# Work required
Put the stretch of lines below, from the line containing "Can you locate the black" through the final line, into a JSON list of strings with one string per line. Omit blank lines and leave out the pictures.

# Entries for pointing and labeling

::::

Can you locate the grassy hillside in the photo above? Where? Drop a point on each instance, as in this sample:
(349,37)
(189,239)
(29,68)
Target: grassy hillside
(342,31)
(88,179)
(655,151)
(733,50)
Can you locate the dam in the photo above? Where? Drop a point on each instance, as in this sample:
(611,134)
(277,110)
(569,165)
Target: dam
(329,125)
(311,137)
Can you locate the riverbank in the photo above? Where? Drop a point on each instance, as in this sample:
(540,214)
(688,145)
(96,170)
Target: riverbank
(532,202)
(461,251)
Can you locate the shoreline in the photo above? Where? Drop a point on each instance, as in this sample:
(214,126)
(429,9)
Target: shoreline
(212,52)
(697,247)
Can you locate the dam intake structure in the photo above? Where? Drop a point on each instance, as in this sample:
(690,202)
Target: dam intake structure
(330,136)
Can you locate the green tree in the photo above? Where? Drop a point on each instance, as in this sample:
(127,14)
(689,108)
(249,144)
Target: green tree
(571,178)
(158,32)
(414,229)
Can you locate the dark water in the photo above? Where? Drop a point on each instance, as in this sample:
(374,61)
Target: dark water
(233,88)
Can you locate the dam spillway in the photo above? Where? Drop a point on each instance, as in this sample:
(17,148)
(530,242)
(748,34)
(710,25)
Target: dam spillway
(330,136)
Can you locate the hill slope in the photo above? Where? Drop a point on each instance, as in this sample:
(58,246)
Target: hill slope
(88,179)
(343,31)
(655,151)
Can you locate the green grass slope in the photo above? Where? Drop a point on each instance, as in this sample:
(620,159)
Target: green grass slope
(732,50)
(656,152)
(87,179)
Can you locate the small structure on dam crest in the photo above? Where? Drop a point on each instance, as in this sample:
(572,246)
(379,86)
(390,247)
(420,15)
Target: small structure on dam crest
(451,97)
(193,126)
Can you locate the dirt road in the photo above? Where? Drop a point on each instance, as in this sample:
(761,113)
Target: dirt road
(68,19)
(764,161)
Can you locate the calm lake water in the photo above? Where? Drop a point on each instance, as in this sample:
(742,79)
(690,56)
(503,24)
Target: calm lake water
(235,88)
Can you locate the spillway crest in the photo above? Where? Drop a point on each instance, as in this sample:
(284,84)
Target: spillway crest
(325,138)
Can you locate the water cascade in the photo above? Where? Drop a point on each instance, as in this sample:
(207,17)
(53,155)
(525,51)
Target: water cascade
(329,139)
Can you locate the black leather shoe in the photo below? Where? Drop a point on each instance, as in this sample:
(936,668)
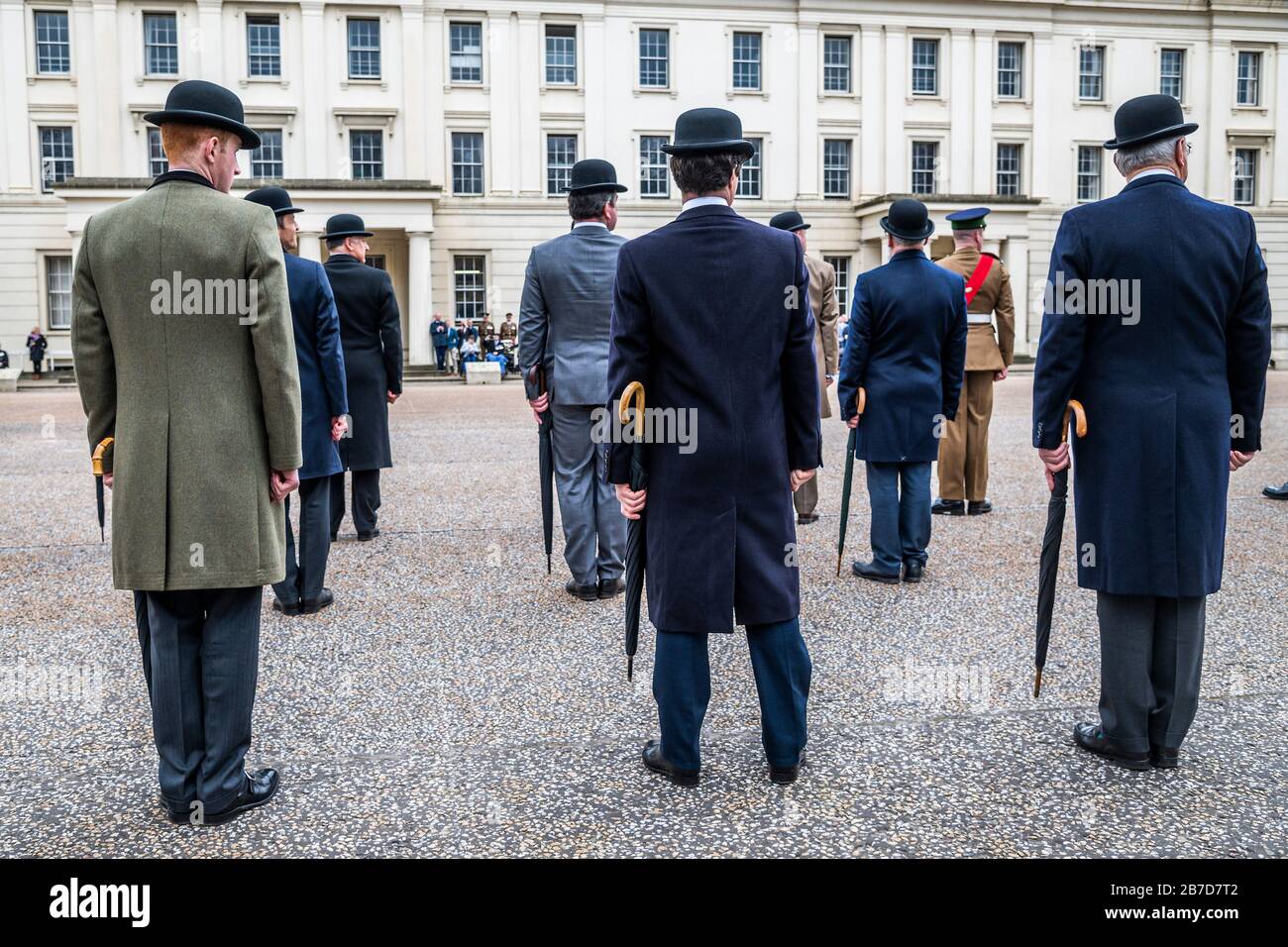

::::

# Full solution
[
  "Can you locate the black leather shoe in the photo below? Where? Drop a point on each instance, as in this sample:",
  "(936,668)"
]